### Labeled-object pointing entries
§

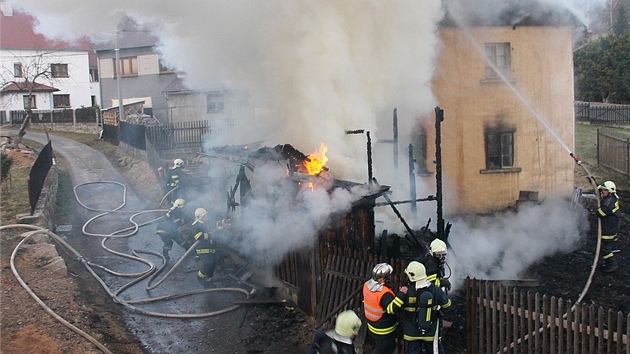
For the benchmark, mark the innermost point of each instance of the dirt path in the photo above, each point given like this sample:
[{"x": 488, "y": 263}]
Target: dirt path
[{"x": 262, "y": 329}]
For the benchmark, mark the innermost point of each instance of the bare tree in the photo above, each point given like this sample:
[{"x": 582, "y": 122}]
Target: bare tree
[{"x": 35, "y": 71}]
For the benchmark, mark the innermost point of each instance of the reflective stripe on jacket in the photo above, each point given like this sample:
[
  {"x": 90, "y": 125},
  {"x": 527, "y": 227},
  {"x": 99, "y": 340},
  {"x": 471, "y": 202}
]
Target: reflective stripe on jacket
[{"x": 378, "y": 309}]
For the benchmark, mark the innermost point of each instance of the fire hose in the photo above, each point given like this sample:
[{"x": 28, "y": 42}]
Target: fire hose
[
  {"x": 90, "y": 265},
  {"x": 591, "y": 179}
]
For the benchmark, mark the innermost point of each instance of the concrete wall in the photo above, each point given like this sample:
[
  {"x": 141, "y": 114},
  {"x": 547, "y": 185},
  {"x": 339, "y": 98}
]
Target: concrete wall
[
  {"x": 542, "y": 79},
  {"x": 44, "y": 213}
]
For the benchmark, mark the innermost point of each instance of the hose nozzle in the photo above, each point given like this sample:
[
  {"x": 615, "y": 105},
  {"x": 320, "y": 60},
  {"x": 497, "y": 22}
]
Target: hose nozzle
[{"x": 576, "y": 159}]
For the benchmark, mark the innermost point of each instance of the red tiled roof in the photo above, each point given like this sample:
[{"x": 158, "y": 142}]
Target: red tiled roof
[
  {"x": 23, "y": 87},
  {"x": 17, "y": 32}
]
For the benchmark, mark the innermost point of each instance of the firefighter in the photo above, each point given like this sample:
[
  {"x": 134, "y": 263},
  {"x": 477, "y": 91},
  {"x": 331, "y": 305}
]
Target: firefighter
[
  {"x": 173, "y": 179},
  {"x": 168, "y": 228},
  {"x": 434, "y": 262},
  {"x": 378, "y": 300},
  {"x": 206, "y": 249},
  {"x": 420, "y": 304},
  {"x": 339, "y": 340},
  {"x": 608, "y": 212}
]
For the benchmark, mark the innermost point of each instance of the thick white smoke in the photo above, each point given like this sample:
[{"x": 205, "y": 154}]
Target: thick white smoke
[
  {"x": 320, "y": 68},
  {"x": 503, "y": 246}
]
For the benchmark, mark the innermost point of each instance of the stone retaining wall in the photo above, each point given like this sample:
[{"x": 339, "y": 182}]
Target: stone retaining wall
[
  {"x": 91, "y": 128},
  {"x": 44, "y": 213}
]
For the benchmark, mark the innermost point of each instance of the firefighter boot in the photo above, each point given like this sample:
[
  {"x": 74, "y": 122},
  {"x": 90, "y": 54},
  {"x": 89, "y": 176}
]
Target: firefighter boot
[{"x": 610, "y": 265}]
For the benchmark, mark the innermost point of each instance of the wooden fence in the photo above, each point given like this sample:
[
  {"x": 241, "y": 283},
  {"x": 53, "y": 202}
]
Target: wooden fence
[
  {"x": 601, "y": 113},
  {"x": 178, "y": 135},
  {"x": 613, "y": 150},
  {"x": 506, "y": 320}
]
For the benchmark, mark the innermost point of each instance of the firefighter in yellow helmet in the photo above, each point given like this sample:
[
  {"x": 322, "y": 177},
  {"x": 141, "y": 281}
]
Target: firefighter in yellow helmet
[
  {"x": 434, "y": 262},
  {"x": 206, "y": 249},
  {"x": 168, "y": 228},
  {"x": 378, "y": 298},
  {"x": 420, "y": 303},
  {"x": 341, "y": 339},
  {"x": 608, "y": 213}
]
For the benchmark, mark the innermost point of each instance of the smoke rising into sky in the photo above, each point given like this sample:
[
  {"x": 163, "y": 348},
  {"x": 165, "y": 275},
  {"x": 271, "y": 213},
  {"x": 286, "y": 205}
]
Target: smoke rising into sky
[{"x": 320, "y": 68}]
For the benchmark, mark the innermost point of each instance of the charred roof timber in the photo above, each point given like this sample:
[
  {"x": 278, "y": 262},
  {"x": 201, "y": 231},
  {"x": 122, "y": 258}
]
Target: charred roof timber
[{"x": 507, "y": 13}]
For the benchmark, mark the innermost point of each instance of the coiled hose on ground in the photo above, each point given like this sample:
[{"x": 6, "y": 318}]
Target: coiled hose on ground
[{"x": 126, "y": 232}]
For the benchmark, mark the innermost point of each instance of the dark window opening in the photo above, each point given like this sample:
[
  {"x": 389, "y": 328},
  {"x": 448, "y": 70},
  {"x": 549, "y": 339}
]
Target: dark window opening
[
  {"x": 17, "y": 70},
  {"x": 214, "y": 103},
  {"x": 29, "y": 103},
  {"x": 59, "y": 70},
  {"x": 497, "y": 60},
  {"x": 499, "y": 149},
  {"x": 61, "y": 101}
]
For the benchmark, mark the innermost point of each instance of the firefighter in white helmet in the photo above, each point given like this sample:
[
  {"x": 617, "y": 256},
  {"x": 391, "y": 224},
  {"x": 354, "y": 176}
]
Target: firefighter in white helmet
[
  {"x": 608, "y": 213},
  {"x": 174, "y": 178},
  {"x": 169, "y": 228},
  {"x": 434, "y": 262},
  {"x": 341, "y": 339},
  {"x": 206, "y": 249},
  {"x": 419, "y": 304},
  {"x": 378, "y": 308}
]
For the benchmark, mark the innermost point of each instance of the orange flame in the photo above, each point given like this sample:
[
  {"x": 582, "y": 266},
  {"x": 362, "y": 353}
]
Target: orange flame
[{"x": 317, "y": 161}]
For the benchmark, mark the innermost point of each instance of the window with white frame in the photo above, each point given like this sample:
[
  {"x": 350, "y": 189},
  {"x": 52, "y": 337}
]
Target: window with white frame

§

Put every line of all the rows above into a Markdown table with the columns No. and Line, numbering each line and omitting blank lines. Leave the pictures out of the table.

| No. | Line |
|---|---|
| 1 | For the benchmark, mark the innermost point of each instance of the dirt path in the photo above, each point given like this sample: |
| 2 | [{"x": 488, "y": 263}] |
| 3 | Target: dirt path |
| 4 | [{"x": 262, "y": 329}] |
| 5 | For the benchmark, mark the innermost point of each instance of the bare tree in the photo above, each point given like this sample: |
| 6 | [{"x": 582, "y": 122}] |
| 7 | Target: bare tree |
| 8 | [{"x": 35, "y": 71}] |
| 9 | For the benchmark, mark the innermost point of each instance of the reflective stripe on jacket in the photo above, each point given like this sample: |
| 10 | [ |
| 11 |   {"x": 90, "y": 125}, |
| 12 |   {"x": 527, "y": 227}, |
| 13 |   {"x": 99, "y": 340}, |
| 14 |   {"x": 471, "y": 202} |
| 15 | ] |
| 16 | Target: reflective stripe on jacket |
| 17 | [{"x": 378, "y": 309}] |
| 18 | For the benchmark, mark the innermost point of each instance of the fire hose in the photo above, each point given like this sample: |
| 19 | [{"x": 28, "y": 42}] |
| 20 | Target: fire hose |
| 21 | [ |
| 22 |   {"x": 90, "y": 265}, |
| 23 |   {"x": 591, "y": 179} |
| 24 | ] |
| 25 | For the benchmark, mark the innermost point of each instance of the concrete wall in the photo above, each point given like this sample: |
| 26 | [ |
| 27 |   {"x": 141, "y": 114}, |
| 28 |   {"x": 547, "y": 185}, |
| 29 |   {"x": 339, "y": 98} |
| 30 | ] |
| 31 | Target: concrete wall |
| 32 | [ |
| 33 |   {"x": 542, "y": 79}, |
| 34 |   {"x": 44, "y": 213} |
| 35 | ] |
| 36 | For the benchmark, mark the innermost point of each instance of the hose nozzle in the photo above, each point given like this sample: |
| 37 | [ |
| 38 |   {"x": 615, "y": 105}, |
| 39 |   {"x": 320, "y": 60}, |
| 40 |   {"x": 497, "y": 22} |
| 41 | ] |
| 42 | Target: hose nozzle |
| 43 | [{"x": 576, "y": 159}] |
| 44 | For the benchmark, mark the innermost point of each instance of the red tiled roof in the photo above, each point given like this sample: |
| 45 | [{"x": 158, "y": 142}] |
| 46 | Target: red tiled roof |
| 47 | [ |
| 48 |   {"x": 23, "y": 87}, |
| 49 |   {"x": 17, "y": 32} |
| 50 | ] |
| 51 | For the benchmark, mark the innermost point of each instance of the firefighter in the photo above, each point given like this sample: |
| 52 | [ |
| 53 |   {"x": 134, "y": 263}, |
| 54 |   {"x": 477, "y": 91}, |
| 55 |   {"x": 331, "y": 305} |
| 56 | ] |
| 57 | Target: firefighter |
| 58 | [ |
| 59 |   {"x": 173, "y": 179}, |
| 60 |   {"x": 168, "y": 228}, |
| 61 |   {"x": 434, "y": 262}, |
| 62 |   {"x": 378, "y": 300}, |
| 63 |   {"x": 206, "y": 249}, |
| 64 |   {"x": 420, "y": 304}, |
| 65 |   {"x": 339, "y": 340}, |
| 66 |   {"x": 608, "y": 212} |
| 67 | ] |
| 68 | For the benchmark, mark the innermost point of each instance of the thick white smoke in the photo above, each point given like this sample: |
| 69 | [{"x": 205, "y": 154}] |
| 70 | Target: thick white smoke |
| 71 | [ |
| 72 |   {"x": 320, "y": 68}, |
| 73 |   {"x": 503, "y": 246} |
| 74 | ] |
| 75 | For the benchmark, mark the innermost point of each instance of the stone retaining wall in the photo above, each point given like this sample: |
| 76 | [{"x": 339, "y": 182}] |
| 77 | Target: stone retaining wall |
| 78 | [ |
| 79 |   {"x": 91, "y": 128}, |
| 80 |   {"x": 44, "y": 213} |
| 81 | ] |
| 82 | For the benchmark, mark the innermost point of each instance of the firefighter boot in the photo above, each point given like this sample: |
| 83 | [ |
| 84 |   {"x": 74, "y": 122}, |
| 85 |   {"x": 90, "y": 54}, |
| 86 |   {"x": 89, "y": 176} |
| 87 | ] |
| 88 | Target: firefighter boot |
| 89 | [{"x": 610, "y": 265}] |
| 90 | For the benchmark, mark the innermost point of each instance of the wooden fence in the photo above, each point given like this sample: |
| 91 | [ |
| 92 |   {"x": 241, "y": 283}, |
| 93 |   {"x": 53, "y": 202} |
| 94 | ] |
| 95 | Target: wooden fence |
| 96 | [ |
| 97 |   {"x": 601, "y": 113}, |
| 98 |   {"x": 178, "y": 135}, |
| 99 |   {"x": 613, "y": 150}, |
| 100 |   {"x": 506, "y": 320} |
| 101 | ] |
| 102 | For the benchmark, mark the innermost point of each instance of the firefighter in yellow helmet in the photo above, each point given like this sample: |
| 103 | [ |
| 104 |   {"x": 322, "y": 177}, |
| 105 |   {"x": 141, "y": 281} |
| 106 | ] |
| 107 | Target: firefighter in yellow helmet |
| 108 | [ |
| 109 |   {"x": 434, "y": 262}, |
| 110 |   {"x": 206, "y": 249}, |
| 111 |   {"x": 168, "y": 228}, |
| 112 |   {"x": 378, "y": 298}, |
| 113 |   {"x": 420, "y": 303}, |
| 114 |   {"x": 341, "y": 339}, |
| 115 |   {"x": 608, "y": 213} |
| 116 | ] |
| 117 | For the benchmark, mark the innermost point of each instance of the smoke rising into sky in the photo above, each point given like this sample: |
| 118 | [ |
| 119 |   {"x": 163, "y": 348}, |
| 120 |   {"x": 165, "y": 275}, |
| 121 |   {"x": 271, "y": 213}, |
| 122 |   {"x": 286, "y": 205} |
| 123 | ] |
| 124 | Target: smoke rising into sky |
| 125 | [{"x": 320, "y": 68}] |
| 126 | For the benchmark, mark the innermost point of each instance of the charred roof timber in the photo above, each point given like this sample: |
| 127 | [ |
| 128 |   {"x": 278, "y": 262}, |
| 129 |   {"x": 201, "y": 231}, |
| 130 |   {"x": 122, "y": 258} |
| 131 | ] |
| 132 | Target: charred roof timber |
| 133 | [{"x": 507, "y": 13}] |
| 134 | For the benchmark, mark the innermost point of each instance of the coiled hose on ground in the photo above, each point given like this sample: |
| 135 | [{"x": 6, "y": 318}] |
| 136 | Target: coiled hose on ground |
| 137 | [{"x": 126, "y": 232}] |
| 138 | For the benchmark, mark the innermost point of each instance of the dark window opening in the photo above, each point given like this sample: |
| 139 | [ |
| 140 |   {"x": 389, "y": 328}, |
| 141 |   {"x": 448, "y": 70}, |
| 142 |   {"x": 549, "y": 339} |
| 143 | ] |
| 144 | Target: dark window opening |
| 145 | [ |
| 146 |   {"x": 17, "y": 70}, |
| 147 |   {"x": 214, "y": 103}, |
| 148 |   {"x": 29, "y": 103}, |
| 149 |   {"x": 59, "y": 70}, |
| 150 |   {"x": 497, "y": 60}, |
| 151 |   {"x": 499, "y": 149}, |
| 152 |   {"x": 61, "y": 101} |
| 153 | ] |
| 154 | For the benchmark, mark the innermost point of each instance of the firefighter in white helmet in the photo above, each point given like this sample: |
| 155 | [ |
| 156 |   {"x": 617, "y": 256}, |
| 157 |   {"x": 391, "y": 224}, |
| 158 |   {"x": 354, "y": 176} |
| 159 | ] |
| 160 | Target: firefighter in white helmet |
| 161 | [ |
| 162 |   {"x": 608, "y": 213}, |
| 163 |   {"x": 174, "y": 178}, |
| 164 |   {"x": 169, "y": 228}, |
| 165 |   {"x": 434, "y": 262}, |
| 166 |   {"x": 341, "y": 339}, |
| 167 |   {"x": 206, "y": 249}, |
| 168 |   {"x": 419, "y": 304}, |
| 169 |   {"x": 378, "y": 308} |
| 170 | ] |
| 171 | For the benchmark, mark the innermost point of each instance of the orange flame in the photo above, each point given like this sample: |
| 172 | [ |
| 173 |   {"x": 582, "y": 266}, |
| 174 |   {"x": 362, "y": 353} |
| 175 | ] |
| 176 | Target: orange flame |
| 177 | [{"x": 317, "y": 161}] |
| 178 | For the benchmark, mark the innermost point of each instance of the window with white frame in the photo above, each point given like this sample: |
| 179 | [ |
| 180 |   {"x": 350, "y": 189}, |
| 181 |   {"x": 52, "y": 337} |
| 182 | ] |
| 183 | Target: window with white frame |